Dann erfolgt die Messung mit passender Manschette in sitzender Position mit unterstütztem Rücken und entspannt abgelegten Armen. Für Messung und Ruhephase gilt: keine Gespräche und kein Smartphone. Der Messarm darf nicht durch zurückgeschobene Kleidung abgeschnürt werden. Uhren oder Schmuck sollten zuvor abgelegt werden.
Es sind gemäß Leitlinie und Leistungsbeschreibungen drei Messungen jeweils im Abstand von einer bis zwei Minuten erforderlich. Manche Geräte tun dies automatisch. Falls nicht, ist darauf zu achten, dass die Manschette zwischendurch vollständig entlüftet ist. Bei einem Oberarmmessgerät soll der untere Rand der Manschette etwa 3 cm oberhalb des Ellbogens positioniert werden, damit sich die Manschette auf Herzhöhe befindet. Der Luftschlauch befindet sich auf der Innenseite des Arms und verläuft Richtung Mittelfinger. Handgelenkmessgeräte müssen während der Messung auf Herzhöhe positioniert werden.

(Aufgabenstellung) Schreiben Sie aus dem Text zur Blutdruckmessung den Abschnitt ab, der mit den Worten „Dann erfolgt die“ beginnt und mit „zuvor abgelegt werden.“ endet.

(Gegebene Daten)
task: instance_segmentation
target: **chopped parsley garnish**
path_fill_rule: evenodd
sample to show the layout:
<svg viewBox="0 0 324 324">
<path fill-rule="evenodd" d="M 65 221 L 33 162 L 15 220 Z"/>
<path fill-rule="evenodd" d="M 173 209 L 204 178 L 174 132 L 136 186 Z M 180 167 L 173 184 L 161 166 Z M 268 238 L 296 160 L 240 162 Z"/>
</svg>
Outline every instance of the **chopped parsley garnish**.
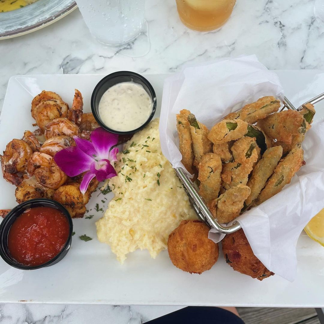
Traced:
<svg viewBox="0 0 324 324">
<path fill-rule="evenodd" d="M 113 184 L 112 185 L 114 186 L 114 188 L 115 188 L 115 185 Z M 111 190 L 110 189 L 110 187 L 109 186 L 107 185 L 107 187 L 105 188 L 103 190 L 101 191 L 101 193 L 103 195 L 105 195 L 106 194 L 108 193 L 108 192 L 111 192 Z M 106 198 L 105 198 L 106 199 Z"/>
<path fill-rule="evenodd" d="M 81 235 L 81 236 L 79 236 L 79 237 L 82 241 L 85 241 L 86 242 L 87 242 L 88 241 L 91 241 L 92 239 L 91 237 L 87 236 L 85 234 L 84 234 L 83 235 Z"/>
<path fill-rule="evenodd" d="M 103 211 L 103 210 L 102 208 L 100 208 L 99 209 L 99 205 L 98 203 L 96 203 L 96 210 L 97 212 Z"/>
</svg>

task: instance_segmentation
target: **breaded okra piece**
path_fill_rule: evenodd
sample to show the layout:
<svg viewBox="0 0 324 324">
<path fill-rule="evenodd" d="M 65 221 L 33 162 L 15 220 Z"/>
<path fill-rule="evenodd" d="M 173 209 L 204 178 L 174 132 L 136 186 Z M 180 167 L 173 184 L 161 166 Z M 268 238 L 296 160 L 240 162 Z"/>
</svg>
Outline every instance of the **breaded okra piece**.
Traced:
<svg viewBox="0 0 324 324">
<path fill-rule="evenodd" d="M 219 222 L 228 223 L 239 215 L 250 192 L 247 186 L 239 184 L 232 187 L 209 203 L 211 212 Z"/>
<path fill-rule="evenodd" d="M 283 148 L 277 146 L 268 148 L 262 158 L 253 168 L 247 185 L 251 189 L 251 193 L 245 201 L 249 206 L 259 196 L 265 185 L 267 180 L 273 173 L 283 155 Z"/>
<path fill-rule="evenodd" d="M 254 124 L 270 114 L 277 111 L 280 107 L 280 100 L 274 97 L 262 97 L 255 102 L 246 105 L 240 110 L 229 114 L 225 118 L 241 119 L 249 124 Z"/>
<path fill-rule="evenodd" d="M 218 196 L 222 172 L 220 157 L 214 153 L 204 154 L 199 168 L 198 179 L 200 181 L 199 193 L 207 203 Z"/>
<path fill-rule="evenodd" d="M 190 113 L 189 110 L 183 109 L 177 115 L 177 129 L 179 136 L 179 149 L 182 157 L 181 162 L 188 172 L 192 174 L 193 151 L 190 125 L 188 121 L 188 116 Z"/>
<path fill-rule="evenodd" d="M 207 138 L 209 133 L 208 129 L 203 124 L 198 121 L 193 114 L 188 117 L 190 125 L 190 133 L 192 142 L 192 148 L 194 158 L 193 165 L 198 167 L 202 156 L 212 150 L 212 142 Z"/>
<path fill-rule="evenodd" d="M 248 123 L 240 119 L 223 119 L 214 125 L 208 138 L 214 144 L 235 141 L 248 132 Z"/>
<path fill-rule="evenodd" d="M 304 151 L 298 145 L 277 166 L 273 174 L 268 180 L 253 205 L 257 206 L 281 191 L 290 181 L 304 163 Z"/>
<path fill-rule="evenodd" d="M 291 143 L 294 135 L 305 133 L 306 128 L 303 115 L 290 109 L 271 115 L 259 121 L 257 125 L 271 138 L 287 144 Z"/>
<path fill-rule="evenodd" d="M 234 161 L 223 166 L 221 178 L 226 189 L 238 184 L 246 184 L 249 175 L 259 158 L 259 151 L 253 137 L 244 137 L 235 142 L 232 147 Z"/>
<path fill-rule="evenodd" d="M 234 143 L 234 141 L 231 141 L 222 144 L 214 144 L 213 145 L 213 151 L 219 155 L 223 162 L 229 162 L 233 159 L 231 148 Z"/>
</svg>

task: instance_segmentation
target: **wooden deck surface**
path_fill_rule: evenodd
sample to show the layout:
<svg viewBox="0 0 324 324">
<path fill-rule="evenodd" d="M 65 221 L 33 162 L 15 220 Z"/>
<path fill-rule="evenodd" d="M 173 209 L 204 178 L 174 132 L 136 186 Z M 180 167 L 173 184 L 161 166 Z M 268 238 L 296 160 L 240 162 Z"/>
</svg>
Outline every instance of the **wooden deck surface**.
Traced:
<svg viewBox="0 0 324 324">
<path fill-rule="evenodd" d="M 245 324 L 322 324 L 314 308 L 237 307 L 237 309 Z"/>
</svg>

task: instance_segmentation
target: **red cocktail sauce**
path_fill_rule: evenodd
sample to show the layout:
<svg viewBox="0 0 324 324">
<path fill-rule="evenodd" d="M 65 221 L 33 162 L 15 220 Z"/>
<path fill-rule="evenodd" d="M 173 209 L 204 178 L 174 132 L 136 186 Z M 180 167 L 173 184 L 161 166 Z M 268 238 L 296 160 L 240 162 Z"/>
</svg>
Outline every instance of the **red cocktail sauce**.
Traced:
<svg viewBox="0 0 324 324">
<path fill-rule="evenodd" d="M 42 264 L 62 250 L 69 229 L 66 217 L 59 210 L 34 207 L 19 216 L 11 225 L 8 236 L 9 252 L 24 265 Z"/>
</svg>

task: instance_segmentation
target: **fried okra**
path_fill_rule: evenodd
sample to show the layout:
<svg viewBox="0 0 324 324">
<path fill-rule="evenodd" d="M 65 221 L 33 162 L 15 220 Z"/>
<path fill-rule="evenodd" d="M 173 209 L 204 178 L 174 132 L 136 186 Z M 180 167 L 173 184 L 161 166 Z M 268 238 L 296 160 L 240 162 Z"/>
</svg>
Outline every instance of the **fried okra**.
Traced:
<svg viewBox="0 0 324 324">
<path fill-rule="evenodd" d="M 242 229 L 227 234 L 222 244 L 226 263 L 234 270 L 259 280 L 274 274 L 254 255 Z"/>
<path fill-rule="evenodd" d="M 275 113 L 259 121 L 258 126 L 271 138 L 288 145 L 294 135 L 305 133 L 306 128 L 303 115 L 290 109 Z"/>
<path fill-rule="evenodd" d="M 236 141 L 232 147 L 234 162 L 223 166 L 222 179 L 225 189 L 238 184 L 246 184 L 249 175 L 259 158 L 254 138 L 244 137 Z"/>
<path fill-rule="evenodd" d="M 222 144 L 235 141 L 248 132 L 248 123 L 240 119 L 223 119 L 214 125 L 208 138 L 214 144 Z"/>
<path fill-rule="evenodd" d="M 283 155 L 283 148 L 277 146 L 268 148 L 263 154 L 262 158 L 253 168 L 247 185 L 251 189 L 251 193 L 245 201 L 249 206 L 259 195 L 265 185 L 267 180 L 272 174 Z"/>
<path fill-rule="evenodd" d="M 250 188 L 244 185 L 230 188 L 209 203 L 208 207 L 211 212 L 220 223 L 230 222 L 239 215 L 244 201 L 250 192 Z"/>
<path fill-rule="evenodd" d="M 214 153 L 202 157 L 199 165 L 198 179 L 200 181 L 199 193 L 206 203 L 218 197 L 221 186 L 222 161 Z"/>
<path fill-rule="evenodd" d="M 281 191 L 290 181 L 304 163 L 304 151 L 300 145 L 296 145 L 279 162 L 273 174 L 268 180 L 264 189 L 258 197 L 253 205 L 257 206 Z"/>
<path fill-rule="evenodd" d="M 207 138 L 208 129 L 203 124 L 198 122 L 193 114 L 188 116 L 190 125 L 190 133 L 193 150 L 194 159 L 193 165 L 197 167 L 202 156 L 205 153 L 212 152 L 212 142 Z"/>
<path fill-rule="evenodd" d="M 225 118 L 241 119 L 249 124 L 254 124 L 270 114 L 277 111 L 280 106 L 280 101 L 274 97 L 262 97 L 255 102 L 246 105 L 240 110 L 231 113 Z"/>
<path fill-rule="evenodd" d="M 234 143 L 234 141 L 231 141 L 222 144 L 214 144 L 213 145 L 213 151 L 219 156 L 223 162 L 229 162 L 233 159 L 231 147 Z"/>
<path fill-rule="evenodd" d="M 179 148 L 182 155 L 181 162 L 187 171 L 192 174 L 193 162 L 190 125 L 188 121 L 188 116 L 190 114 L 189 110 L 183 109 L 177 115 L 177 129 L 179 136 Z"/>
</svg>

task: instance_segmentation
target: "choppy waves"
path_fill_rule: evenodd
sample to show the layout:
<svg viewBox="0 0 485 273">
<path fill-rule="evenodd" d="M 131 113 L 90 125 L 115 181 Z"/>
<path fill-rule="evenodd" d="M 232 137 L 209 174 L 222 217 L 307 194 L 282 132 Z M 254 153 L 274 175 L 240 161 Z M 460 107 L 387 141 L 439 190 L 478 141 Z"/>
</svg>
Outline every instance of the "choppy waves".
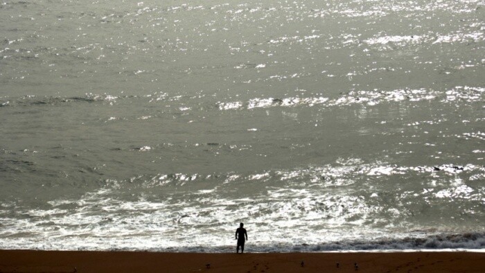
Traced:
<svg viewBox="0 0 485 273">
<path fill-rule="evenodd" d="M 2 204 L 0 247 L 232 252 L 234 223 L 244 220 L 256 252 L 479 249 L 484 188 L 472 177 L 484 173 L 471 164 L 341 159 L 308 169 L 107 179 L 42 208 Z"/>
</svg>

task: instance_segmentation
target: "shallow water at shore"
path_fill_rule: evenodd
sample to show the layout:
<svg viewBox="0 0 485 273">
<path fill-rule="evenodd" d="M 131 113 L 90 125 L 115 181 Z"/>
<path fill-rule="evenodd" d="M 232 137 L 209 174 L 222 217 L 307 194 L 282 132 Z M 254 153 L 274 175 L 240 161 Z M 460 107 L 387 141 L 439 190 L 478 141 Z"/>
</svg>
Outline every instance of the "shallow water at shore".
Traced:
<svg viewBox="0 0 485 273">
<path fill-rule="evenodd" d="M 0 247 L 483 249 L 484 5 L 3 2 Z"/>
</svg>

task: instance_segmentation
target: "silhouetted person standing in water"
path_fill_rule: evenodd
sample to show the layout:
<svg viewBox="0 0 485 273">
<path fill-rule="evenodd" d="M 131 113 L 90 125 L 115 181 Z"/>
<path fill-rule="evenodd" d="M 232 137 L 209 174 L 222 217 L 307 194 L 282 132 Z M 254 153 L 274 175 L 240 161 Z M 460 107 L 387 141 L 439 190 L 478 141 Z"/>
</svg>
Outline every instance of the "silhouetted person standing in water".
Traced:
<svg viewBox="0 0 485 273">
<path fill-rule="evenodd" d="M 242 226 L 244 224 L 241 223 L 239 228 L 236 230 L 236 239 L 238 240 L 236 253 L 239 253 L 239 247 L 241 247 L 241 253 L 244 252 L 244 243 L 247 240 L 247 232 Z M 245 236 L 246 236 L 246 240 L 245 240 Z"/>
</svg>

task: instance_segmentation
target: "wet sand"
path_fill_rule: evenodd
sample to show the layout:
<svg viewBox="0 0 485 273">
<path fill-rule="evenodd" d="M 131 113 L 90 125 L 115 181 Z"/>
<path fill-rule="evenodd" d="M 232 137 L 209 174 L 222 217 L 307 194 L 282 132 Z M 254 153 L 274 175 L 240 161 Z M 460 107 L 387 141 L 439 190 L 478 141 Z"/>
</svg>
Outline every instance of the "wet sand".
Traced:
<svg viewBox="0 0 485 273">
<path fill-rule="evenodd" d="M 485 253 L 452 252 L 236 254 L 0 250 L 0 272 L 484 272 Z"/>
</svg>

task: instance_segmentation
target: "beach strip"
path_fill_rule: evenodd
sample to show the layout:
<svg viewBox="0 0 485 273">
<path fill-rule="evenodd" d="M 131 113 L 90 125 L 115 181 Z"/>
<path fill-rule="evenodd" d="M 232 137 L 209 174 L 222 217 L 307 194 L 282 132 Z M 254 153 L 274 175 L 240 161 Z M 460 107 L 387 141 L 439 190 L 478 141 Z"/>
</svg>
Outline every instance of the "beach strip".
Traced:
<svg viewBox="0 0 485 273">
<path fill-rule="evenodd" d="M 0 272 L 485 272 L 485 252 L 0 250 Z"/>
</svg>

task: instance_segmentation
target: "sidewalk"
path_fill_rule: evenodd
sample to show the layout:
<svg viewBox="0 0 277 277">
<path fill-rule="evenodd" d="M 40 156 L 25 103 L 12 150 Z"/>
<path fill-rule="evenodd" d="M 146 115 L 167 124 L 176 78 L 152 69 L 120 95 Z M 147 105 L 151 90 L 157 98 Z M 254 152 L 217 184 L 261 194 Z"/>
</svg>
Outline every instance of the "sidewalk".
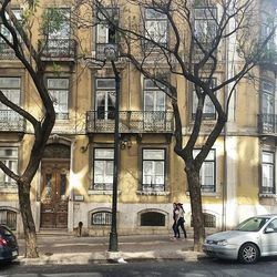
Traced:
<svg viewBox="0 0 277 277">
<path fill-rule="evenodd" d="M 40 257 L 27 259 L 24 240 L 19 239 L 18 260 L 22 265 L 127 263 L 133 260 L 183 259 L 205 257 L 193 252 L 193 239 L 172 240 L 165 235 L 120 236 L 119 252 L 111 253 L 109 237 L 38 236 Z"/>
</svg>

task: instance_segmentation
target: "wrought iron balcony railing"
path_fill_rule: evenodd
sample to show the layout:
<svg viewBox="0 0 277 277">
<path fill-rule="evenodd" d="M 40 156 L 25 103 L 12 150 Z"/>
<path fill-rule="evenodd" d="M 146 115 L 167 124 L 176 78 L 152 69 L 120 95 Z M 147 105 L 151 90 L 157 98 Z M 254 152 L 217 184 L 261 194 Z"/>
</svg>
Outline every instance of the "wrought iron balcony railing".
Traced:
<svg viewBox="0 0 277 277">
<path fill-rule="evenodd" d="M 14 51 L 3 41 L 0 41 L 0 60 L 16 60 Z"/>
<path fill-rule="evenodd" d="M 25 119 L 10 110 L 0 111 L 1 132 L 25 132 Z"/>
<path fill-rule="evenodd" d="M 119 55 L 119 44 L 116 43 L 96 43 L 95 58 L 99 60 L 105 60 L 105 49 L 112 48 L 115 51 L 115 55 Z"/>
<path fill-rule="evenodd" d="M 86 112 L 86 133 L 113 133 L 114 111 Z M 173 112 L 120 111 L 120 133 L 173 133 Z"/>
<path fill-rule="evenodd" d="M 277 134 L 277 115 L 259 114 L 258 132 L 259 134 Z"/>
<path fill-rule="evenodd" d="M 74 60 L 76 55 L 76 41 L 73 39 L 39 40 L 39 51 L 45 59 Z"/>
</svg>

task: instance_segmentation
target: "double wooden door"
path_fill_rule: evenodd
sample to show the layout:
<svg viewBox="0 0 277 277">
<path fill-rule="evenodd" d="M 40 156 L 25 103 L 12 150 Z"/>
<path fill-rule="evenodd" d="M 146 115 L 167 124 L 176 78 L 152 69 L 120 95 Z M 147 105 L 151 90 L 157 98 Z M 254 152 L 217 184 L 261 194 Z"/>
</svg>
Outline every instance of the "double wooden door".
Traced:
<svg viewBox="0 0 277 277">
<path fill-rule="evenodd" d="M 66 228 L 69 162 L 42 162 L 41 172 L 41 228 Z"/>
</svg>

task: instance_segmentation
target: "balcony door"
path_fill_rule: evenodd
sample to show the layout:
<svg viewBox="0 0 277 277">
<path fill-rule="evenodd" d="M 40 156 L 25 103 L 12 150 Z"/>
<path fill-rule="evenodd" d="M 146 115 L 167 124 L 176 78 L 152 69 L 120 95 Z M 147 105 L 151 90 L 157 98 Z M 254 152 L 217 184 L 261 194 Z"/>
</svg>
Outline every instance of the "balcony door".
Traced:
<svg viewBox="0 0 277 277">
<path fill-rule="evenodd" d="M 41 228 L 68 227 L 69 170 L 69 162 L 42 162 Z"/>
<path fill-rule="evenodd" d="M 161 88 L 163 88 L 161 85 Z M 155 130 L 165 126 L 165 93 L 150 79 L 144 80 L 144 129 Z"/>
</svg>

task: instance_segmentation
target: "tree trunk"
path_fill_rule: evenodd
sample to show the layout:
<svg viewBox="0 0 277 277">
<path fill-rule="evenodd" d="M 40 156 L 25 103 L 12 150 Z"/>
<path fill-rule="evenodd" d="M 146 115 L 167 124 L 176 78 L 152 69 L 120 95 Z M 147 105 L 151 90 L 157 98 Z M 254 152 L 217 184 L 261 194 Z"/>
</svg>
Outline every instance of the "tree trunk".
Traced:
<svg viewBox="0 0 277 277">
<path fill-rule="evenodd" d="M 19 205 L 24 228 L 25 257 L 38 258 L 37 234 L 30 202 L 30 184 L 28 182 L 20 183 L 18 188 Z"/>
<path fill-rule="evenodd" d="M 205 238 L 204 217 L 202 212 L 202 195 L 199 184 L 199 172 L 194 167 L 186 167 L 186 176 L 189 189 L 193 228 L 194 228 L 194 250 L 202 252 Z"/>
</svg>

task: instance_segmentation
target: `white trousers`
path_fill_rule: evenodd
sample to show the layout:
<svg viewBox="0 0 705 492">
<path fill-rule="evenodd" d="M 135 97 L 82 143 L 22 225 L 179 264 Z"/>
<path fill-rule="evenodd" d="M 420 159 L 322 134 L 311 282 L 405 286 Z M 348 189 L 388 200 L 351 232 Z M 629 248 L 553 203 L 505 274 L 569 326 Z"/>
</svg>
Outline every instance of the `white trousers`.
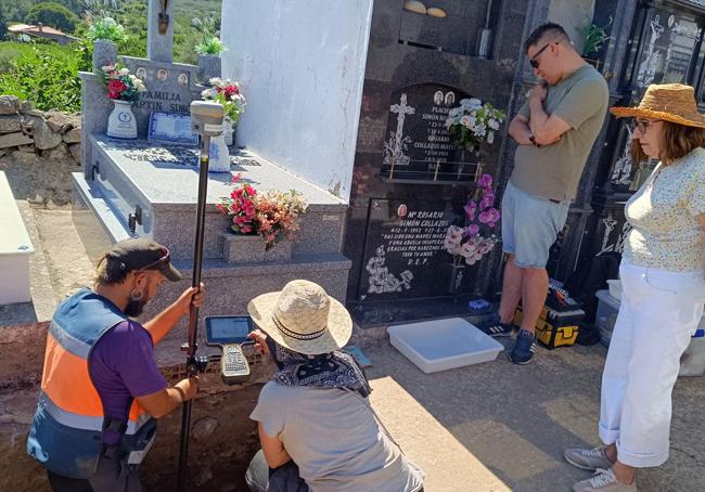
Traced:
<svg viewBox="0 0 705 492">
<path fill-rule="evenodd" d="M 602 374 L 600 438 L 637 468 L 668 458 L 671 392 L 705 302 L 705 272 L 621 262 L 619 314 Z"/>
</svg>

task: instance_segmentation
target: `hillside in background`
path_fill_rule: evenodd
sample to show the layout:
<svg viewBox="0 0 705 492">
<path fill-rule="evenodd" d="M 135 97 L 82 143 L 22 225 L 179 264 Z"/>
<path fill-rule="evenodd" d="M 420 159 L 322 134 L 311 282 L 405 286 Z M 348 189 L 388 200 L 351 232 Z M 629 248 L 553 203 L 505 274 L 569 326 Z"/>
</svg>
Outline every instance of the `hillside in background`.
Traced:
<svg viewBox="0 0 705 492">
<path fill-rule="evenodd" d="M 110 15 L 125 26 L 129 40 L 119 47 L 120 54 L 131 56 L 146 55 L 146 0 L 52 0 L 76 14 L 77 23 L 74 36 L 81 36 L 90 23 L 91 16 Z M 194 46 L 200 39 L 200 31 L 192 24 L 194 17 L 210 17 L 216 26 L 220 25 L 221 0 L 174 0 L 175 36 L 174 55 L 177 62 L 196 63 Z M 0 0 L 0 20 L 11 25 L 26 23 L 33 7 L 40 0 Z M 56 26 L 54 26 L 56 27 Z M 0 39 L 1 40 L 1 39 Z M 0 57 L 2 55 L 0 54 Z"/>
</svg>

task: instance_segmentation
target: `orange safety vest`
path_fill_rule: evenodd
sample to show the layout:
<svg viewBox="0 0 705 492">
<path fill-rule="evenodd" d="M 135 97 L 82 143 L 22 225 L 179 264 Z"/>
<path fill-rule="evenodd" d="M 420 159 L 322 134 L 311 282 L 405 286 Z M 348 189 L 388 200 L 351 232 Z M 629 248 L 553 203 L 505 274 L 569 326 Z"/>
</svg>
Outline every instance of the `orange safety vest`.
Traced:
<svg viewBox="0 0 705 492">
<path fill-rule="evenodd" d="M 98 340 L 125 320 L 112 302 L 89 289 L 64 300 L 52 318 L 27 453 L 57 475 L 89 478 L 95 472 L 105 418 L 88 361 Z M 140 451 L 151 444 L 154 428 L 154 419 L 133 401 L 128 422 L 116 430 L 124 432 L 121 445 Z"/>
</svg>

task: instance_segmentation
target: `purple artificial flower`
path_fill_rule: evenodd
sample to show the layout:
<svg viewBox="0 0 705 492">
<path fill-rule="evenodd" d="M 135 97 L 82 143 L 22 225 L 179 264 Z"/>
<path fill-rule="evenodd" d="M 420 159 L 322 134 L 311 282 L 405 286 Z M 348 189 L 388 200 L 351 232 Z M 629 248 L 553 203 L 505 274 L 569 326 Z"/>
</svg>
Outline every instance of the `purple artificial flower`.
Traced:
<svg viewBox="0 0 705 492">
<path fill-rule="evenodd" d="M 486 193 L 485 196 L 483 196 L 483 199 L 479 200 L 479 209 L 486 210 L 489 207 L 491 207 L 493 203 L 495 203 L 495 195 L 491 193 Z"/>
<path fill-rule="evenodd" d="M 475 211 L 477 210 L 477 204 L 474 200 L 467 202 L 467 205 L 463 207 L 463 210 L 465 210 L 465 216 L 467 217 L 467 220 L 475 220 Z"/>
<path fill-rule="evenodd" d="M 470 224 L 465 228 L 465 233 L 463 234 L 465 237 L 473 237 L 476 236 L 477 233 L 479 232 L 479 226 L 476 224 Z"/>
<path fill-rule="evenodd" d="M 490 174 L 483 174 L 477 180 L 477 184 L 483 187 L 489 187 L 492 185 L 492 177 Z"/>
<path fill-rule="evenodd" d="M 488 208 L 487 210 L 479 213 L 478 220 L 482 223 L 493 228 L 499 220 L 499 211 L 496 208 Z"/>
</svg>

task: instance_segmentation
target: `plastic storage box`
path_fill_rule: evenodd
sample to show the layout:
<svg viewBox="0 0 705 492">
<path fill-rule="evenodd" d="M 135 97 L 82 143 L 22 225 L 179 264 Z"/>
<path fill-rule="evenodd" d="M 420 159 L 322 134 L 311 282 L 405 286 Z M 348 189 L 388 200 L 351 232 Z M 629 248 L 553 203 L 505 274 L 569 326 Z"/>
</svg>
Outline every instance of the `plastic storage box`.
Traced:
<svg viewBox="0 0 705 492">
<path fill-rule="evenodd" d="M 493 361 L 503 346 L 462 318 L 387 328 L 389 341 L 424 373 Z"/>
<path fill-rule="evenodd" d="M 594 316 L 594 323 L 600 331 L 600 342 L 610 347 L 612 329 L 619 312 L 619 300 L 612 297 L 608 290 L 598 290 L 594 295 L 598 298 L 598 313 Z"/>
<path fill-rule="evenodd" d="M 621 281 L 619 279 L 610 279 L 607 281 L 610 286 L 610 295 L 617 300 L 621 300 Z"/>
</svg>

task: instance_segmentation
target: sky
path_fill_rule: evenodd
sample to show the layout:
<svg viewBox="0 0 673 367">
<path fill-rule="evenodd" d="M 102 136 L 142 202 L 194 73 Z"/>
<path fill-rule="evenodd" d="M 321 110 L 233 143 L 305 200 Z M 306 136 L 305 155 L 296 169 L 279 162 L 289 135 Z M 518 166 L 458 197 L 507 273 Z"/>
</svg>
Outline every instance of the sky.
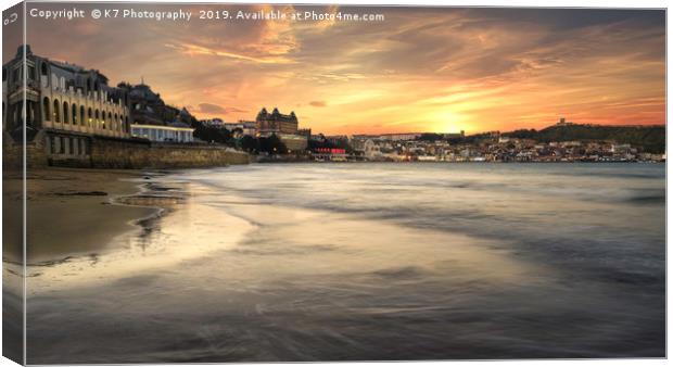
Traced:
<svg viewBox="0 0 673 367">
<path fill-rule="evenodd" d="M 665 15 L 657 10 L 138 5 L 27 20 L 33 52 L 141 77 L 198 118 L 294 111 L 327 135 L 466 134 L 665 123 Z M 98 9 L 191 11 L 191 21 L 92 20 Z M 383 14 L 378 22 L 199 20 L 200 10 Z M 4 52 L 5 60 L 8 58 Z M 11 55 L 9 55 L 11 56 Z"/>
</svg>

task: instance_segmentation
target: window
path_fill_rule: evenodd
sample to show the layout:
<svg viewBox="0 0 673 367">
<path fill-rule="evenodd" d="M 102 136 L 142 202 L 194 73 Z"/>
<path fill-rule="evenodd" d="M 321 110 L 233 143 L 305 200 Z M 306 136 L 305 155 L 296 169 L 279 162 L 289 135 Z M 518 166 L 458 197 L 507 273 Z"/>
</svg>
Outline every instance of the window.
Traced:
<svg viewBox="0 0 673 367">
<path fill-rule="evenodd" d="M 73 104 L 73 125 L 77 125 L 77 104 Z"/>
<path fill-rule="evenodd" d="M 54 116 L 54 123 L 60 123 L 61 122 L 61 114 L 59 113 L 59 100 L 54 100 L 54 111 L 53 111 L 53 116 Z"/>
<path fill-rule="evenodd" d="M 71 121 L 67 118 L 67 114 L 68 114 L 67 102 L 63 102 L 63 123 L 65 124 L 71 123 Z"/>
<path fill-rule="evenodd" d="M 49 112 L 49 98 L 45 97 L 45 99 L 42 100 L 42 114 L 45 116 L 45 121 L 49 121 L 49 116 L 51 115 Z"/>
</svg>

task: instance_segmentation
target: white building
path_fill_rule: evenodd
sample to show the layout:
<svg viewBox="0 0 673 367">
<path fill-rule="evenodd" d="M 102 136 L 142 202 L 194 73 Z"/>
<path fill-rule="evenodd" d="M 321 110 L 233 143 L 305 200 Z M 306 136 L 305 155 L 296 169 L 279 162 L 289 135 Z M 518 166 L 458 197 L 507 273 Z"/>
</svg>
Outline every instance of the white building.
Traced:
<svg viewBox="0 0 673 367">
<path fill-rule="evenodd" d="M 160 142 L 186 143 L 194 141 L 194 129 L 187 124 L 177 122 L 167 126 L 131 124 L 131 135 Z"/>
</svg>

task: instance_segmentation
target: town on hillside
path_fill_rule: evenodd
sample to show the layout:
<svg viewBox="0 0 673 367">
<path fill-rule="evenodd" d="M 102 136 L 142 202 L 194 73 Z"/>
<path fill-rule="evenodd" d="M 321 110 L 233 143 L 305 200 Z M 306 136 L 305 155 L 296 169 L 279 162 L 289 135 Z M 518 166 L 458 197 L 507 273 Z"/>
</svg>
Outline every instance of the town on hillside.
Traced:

(Lösung)
Dann erfolgt die Messung mit passender Manschette in sitzender Position mit unterstütztem Rücken und entspannt abgelegten Armen. Für Messung und Ruhephase gilt: keine Gespräche und kein Smartphone. Der Messarm darf nicht durch zurückgeschobene Kleidung abgeschnürt werden. Uhren oder Schmuck sollten zuvor abgelegt werden.